- _WHAT IS REQUIRED_
Copy the records below, swapping every "shaft" for "handle" and leaving everything else unchanged, but omit the pictures.

-- Begin MATERIAL PROVIDED --

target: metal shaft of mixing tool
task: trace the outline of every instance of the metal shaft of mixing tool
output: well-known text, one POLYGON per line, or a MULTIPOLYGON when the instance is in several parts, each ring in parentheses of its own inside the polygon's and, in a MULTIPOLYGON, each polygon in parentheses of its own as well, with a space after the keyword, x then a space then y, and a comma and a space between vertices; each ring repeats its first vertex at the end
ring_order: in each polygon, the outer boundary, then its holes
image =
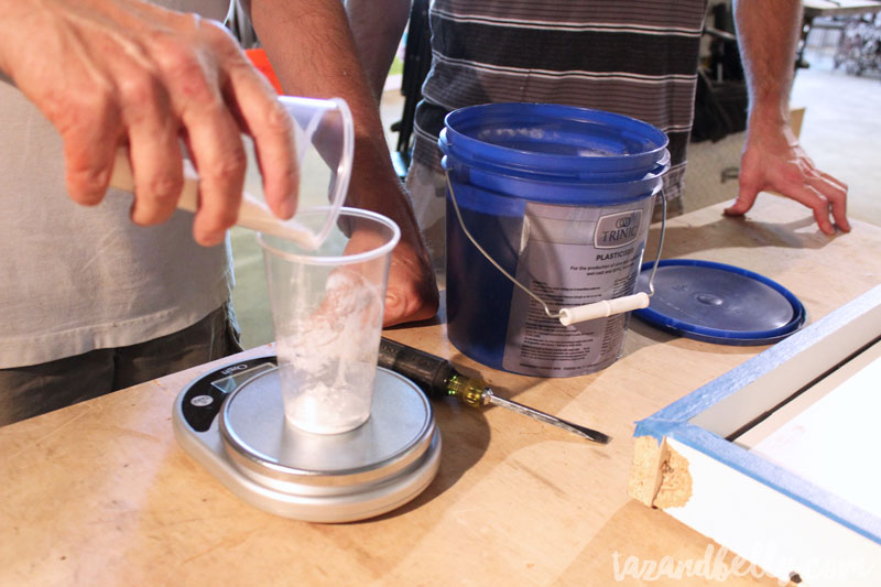
POLYGON ((412 380, 429 398, 454 395, 471 407, 482 407, 487 404, 499 405, 567 430, 595 443, 608 444, 611 441, 610 436, 599 431, 579 426, 527 405, 499 398, 483 381, 463 376, 448 360, 394 340, 387 338, 381 340, 379 366, 412 380))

-- End MATERIAL PROVIDED --

- _SOLVED PROBLEM_
target: metal handle of mixing tool
task: trace the outline of every instance of the metal handle of mixing tool
output: well-known text, one POLYGON per line, or a MULTIPOLYGON when the instance is in several parts, each ring in parentheses of its own inside the polygon's and, in a MULTIPOLYGON, each polygon in parentheses of its own as well, with a space after the keyword, x then a space then y, and a comma and a space between vertices; each ring repeats its first vertex at the end
ring_order: in each polygon, the outer boundary, then its holes
image =
POLYGON ((412 380, 429 398, 454 395, 471 407, 482 407, 487 404, 499 405, 567 430, 595 443, 608 444, 611 441, 610 436, 599 431, 579 426, 527 405, 499 398, 483 381, 463 376, 448 360, 394 340, 387 338, 381 340, 379 366, 412 380))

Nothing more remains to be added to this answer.